• _COSA FARE_
Puoi rinominare "instance" in "occurrence" in tutte le voci qui sotto, lasciando invariato tutto il resto?
━━━ ESTRATTI DEI DATI ━━━
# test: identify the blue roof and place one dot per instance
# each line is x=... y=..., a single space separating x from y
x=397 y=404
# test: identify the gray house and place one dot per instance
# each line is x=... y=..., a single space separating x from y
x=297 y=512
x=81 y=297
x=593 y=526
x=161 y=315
━━━
• _RISPOSTA CORRETTA_
# test: identify the blue roof and place one dot per occurrence
# each line is x=... y=..., a single space separating x from y
x=397 y=404
# test: identify the gray house and place one dot per occurrence
# each line is x=... y=..., a single space separating x from y
x=297 y=512
x=81 y=297
x=593 y=526
x=161 y=315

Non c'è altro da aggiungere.